### WHAT YOU ARE ASKED TO DO
From the listing below, pull out every line that contains the word "blue" and copy each one unchanged.

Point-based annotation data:
======
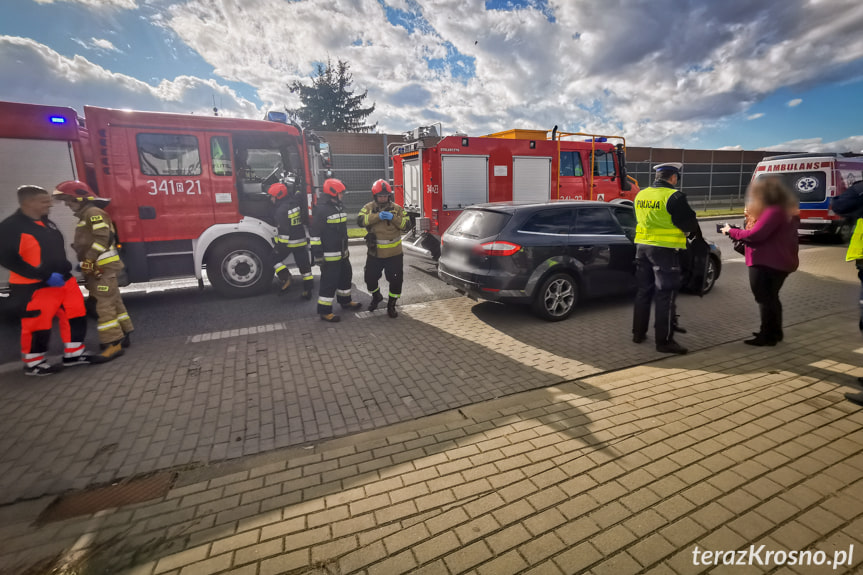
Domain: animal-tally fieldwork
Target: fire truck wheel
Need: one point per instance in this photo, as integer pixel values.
(556, 298)
(239, 267)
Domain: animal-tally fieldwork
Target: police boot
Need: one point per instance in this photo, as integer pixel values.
(111, 350)
(377, 298)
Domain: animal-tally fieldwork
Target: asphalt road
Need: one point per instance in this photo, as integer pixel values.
(179, 308)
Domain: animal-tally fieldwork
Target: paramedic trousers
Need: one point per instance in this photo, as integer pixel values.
(392, 268)
(657, 274)
(335, 283)
(113, 320)
(43, 304)
(301, 258)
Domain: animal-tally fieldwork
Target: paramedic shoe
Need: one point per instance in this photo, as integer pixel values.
(377, 298)
(111, 350)
(671, 346)
(41, 369)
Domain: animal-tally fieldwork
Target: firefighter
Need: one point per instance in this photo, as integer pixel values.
(40, 278)
(329, 241)
(665, 219)
(384, 221)
(292, 217)
(850, 205)
(96, 245)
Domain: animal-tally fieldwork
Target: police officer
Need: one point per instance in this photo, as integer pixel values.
(850, 205)
(384, 221)
(96, 245)
(32, 249)
(292, 217)
(329, 242)
(665, 219)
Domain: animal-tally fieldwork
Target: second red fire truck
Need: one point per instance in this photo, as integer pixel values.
(187, 191)
(435, 179)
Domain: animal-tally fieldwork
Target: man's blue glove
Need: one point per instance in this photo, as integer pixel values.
(56, 280)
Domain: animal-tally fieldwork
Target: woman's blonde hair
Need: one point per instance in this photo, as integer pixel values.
(772, 192)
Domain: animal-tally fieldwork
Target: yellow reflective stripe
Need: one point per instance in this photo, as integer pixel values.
(390, 245)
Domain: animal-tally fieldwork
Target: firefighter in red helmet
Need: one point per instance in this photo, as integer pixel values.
(96, 245)
(40, 278)
(384, 221)
(292, 217)
(329, 241)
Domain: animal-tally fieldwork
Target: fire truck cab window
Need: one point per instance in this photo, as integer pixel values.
(603, 164)
(570, 164)
(220, 152)
(168, 155)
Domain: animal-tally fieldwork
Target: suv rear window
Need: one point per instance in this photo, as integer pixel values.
(478, 224)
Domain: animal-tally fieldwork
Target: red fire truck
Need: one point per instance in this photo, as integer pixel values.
(435, 179)
(816, 179)
(187, 191)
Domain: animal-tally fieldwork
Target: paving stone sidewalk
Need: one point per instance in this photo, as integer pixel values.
(621, 473)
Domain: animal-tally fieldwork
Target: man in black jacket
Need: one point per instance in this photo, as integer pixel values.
(850, 205)
(292, 217)
(329, 239)
(41, 282)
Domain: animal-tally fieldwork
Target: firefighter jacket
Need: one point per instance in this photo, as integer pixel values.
(329, 233)
(32, 249)
(95, 237)
(292, 217)
(386, 235)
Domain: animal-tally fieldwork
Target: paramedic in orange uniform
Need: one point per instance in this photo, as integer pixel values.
(32, 249)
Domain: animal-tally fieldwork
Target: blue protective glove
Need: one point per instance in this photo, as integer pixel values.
(56, 280)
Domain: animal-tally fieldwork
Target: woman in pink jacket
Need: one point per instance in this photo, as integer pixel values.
(771, 251)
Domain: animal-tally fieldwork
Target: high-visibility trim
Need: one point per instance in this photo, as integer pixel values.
(108, 325)
(383, 244)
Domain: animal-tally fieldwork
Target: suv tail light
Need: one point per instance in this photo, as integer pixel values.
(497, 249)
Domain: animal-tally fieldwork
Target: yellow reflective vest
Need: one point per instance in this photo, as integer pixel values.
(654, 222)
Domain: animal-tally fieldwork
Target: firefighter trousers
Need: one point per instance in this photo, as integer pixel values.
(41, 306)
(392, 268)
(657, 274)
(301, 258)
(335, 284)
(113, 320)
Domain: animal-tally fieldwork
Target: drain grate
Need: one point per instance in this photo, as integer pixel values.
(127, 492)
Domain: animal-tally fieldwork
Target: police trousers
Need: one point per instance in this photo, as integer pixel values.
(657, 274)
(335, 284)
(392, 268)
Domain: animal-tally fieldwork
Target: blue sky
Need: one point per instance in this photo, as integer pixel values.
(722, 77)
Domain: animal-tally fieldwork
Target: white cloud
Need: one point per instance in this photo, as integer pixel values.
(46, 77)
(97, 4)
(852, 144)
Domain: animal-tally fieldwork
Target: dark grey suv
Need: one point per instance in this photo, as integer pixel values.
(549, 255)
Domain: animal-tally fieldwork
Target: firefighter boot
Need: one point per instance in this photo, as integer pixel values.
(377, 298)
(111, 350)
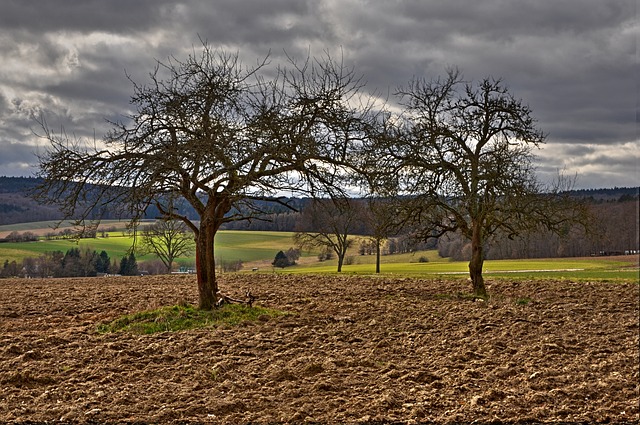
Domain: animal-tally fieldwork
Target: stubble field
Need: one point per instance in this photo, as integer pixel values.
(351, 349)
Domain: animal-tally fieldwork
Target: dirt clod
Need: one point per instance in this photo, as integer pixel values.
(351, 350)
======
### THE OUTPUT
Target: man's blue glove
Target: blue protective glove
Target: blue sky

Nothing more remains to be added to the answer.